**PROBLEM STATEMENT**
Copy each line in the entries below that contains the word "white".

(Rows taken from a pointing dataset)
______________________________

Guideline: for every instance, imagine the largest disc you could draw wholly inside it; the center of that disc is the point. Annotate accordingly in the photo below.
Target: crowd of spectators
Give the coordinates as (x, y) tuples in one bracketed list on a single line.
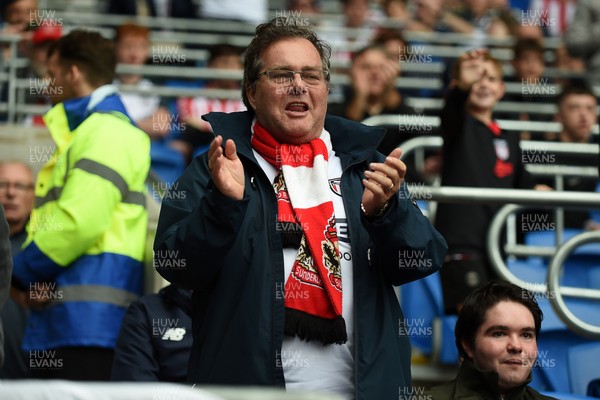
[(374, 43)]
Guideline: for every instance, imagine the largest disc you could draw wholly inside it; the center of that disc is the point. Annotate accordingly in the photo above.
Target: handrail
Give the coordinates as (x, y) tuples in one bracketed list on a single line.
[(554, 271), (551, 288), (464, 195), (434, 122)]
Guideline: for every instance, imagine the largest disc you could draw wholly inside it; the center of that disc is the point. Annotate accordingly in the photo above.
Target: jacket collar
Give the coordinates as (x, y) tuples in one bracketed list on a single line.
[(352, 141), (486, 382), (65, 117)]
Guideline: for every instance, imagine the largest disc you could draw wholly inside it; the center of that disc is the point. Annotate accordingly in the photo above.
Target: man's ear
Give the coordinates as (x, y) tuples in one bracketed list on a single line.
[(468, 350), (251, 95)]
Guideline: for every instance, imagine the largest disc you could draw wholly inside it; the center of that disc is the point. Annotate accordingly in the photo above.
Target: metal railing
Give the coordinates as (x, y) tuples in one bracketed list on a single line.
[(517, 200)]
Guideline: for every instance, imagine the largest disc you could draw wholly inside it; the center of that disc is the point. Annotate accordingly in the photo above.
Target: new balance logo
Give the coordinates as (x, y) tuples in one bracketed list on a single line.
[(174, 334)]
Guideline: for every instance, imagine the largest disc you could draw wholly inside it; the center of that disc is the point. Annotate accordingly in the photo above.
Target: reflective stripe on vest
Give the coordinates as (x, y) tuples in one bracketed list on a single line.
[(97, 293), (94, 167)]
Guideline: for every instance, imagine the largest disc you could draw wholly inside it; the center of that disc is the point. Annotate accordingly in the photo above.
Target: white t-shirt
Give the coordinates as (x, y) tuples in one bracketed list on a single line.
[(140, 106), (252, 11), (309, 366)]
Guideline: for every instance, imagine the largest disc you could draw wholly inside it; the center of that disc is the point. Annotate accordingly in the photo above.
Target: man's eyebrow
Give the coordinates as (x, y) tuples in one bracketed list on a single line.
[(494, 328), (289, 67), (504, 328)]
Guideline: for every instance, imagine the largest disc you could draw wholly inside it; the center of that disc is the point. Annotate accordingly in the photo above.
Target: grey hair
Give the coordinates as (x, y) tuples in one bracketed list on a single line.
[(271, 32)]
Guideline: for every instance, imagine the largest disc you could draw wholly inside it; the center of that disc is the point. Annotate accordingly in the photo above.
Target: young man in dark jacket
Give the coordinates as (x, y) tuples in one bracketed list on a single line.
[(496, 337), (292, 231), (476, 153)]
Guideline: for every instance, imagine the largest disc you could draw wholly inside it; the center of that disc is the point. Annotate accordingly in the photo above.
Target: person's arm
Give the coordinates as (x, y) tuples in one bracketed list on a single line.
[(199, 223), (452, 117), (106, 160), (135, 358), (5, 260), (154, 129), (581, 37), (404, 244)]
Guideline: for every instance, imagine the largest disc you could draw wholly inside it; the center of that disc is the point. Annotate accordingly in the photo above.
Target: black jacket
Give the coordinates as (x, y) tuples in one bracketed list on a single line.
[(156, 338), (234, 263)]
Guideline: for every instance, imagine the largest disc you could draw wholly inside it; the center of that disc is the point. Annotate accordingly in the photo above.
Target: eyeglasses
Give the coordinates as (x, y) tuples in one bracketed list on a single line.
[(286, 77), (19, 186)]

______________________________

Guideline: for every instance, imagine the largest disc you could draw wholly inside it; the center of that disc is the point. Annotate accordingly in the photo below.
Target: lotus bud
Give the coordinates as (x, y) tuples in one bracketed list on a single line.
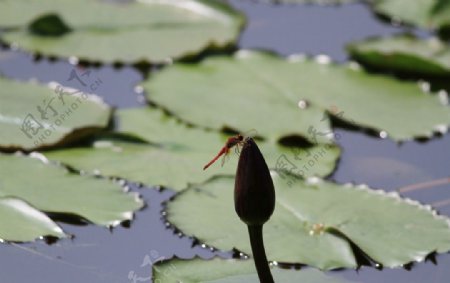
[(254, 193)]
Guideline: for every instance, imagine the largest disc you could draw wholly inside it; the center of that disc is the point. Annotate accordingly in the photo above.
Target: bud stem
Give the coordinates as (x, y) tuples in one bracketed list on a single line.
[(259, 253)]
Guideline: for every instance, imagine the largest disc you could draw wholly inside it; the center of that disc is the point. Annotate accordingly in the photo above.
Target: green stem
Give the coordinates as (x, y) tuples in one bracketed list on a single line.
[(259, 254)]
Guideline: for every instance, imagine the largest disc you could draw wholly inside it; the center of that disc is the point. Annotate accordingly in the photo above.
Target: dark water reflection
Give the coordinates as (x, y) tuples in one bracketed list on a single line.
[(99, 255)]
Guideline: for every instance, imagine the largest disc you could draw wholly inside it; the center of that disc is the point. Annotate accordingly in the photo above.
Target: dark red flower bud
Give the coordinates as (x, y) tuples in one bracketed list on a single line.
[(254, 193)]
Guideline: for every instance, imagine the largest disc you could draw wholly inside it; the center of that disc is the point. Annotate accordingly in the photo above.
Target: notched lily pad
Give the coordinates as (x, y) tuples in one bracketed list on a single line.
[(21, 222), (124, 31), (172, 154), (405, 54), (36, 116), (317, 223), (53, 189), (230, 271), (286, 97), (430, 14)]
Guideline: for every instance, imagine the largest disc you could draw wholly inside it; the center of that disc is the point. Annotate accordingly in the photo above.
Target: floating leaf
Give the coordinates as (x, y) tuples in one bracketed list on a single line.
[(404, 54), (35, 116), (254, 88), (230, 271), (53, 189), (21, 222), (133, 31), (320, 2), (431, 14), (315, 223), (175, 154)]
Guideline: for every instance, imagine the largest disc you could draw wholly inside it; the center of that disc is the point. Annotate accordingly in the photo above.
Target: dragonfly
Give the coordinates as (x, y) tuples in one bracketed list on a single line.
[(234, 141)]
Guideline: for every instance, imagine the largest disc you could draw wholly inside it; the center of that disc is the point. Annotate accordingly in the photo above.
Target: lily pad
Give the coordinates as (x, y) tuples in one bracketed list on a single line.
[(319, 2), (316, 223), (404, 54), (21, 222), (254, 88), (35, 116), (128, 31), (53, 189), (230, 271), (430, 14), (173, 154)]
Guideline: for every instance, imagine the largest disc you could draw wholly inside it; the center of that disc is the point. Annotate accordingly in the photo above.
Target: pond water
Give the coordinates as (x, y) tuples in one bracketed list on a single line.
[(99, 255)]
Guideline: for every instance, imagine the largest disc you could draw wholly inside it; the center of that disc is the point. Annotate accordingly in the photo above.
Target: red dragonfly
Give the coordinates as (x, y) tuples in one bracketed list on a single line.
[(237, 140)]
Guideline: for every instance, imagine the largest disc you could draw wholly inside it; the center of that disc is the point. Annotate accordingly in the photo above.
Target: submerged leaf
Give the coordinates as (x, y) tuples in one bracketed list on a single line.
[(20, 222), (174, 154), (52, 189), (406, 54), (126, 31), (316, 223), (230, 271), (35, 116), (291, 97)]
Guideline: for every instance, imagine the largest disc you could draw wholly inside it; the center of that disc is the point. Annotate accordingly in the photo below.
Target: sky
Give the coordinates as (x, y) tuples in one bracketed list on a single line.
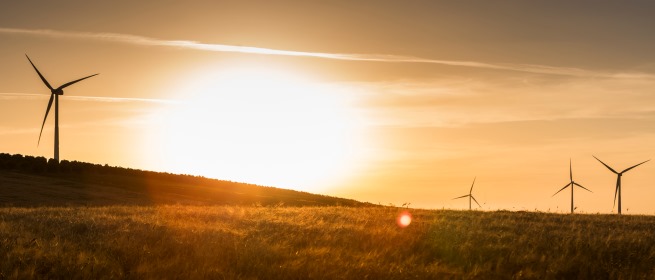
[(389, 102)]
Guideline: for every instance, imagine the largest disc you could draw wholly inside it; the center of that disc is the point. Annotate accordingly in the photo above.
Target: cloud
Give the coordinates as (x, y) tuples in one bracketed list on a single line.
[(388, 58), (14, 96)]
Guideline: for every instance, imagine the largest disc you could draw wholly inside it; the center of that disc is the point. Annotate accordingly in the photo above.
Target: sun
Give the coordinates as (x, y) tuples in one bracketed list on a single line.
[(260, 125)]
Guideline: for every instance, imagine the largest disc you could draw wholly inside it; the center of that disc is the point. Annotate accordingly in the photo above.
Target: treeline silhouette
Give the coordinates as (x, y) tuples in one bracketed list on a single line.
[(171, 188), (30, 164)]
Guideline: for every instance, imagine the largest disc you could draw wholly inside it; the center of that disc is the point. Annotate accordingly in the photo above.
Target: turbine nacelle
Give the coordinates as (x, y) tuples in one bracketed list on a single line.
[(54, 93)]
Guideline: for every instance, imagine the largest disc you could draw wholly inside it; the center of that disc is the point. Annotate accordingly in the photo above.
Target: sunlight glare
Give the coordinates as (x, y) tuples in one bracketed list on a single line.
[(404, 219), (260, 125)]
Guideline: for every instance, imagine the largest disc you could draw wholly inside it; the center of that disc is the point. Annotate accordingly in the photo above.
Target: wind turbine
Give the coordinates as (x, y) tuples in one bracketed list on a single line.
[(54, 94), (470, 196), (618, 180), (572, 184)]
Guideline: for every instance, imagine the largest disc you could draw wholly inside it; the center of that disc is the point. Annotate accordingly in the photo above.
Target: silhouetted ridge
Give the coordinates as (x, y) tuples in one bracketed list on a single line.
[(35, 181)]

______________________________

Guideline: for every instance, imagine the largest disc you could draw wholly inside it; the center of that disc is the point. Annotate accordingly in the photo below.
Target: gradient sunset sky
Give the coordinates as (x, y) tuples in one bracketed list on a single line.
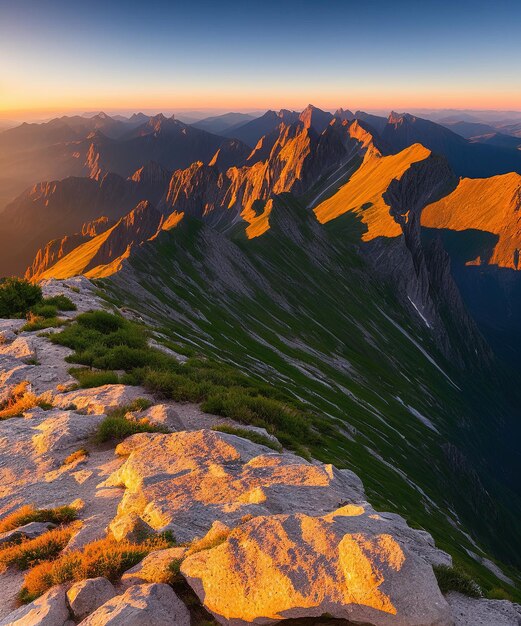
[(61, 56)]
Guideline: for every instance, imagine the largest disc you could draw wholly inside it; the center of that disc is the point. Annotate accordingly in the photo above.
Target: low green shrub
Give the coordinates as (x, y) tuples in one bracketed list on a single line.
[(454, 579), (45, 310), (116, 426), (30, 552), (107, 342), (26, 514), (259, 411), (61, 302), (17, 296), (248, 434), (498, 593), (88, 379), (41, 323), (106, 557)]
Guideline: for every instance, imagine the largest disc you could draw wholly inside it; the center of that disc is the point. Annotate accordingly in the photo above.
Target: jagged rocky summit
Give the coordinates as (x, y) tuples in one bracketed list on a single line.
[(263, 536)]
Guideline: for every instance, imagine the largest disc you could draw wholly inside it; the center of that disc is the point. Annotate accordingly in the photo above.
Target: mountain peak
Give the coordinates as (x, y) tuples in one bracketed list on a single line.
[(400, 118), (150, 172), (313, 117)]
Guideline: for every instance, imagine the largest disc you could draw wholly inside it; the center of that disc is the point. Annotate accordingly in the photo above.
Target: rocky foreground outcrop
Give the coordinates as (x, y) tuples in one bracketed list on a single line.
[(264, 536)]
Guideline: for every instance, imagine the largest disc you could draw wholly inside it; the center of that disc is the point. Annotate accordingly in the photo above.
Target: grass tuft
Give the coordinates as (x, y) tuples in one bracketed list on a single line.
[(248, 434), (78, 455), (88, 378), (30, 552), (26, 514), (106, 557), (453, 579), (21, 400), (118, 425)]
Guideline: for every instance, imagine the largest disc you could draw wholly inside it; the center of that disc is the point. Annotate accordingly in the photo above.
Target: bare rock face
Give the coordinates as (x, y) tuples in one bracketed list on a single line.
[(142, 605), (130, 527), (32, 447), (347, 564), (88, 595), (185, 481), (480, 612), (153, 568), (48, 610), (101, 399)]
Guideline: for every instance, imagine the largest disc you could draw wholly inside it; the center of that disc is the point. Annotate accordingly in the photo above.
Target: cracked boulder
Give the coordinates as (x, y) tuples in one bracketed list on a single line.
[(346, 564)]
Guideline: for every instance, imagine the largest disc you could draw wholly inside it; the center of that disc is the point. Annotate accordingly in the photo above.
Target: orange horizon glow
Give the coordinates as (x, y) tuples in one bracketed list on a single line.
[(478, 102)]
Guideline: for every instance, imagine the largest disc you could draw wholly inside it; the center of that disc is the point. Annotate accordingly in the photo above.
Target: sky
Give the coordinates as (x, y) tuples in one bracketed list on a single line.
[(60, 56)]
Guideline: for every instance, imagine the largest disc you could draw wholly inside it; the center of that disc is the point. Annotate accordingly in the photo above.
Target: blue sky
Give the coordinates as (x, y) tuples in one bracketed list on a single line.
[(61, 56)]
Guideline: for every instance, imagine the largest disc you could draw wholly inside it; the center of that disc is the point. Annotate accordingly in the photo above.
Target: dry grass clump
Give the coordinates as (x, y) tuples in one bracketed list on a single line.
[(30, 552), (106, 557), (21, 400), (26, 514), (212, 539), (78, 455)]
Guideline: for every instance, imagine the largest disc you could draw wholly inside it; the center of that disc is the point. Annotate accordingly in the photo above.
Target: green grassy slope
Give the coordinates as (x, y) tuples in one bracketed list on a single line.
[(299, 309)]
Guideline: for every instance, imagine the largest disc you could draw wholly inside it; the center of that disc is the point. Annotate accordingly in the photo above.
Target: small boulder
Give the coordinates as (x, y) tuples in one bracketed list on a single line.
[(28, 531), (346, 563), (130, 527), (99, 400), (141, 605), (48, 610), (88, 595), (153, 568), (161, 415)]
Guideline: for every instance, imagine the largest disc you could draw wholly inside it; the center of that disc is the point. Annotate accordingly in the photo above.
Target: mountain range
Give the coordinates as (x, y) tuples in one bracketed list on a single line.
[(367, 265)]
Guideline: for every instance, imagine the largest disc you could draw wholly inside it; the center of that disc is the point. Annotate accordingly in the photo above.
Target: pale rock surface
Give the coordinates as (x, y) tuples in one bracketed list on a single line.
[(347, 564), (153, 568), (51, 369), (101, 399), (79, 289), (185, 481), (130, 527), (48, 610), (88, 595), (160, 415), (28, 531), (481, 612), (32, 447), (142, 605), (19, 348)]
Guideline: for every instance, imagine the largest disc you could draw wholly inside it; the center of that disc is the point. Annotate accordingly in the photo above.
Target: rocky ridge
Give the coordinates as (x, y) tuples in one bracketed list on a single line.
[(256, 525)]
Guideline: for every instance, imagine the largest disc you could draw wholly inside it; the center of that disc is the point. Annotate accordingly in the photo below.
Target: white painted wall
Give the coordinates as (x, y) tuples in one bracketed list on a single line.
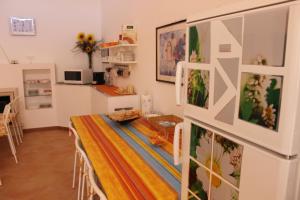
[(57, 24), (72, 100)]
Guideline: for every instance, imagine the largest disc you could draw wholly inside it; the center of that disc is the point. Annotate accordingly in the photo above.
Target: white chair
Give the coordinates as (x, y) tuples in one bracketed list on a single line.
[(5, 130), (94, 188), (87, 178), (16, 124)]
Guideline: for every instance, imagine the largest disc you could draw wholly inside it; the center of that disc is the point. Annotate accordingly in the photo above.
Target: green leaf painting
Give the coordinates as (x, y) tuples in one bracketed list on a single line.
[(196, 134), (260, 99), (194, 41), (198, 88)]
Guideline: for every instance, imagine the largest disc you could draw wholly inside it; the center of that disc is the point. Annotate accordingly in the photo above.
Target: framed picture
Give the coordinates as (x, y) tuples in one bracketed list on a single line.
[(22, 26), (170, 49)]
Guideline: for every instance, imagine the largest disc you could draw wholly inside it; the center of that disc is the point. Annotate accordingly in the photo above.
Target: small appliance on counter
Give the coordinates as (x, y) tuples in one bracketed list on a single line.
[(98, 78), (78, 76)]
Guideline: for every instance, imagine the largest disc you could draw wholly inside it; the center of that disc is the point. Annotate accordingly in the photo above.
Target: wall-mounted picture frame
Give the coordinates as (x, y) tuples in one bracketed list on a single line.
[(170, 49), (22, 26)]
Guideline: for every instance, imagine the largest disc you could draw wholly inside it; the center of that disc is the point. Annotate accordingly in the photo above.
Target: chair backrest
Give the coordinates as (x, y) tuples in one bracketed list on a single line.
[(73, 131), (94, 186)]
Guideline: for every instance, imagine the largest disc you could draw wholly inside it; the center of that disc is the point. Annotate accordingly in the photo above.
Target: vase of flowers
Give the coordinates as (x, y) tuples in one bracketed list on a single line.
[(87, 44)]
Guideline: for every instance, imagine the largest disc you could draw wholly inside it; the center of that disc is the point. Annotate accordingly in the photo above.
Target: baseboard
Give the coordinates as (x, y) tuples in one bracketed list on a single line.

______________________________

**SOLVED EXERCISE**
Target: white t-shirt
Target: white painted wall
Target: white chair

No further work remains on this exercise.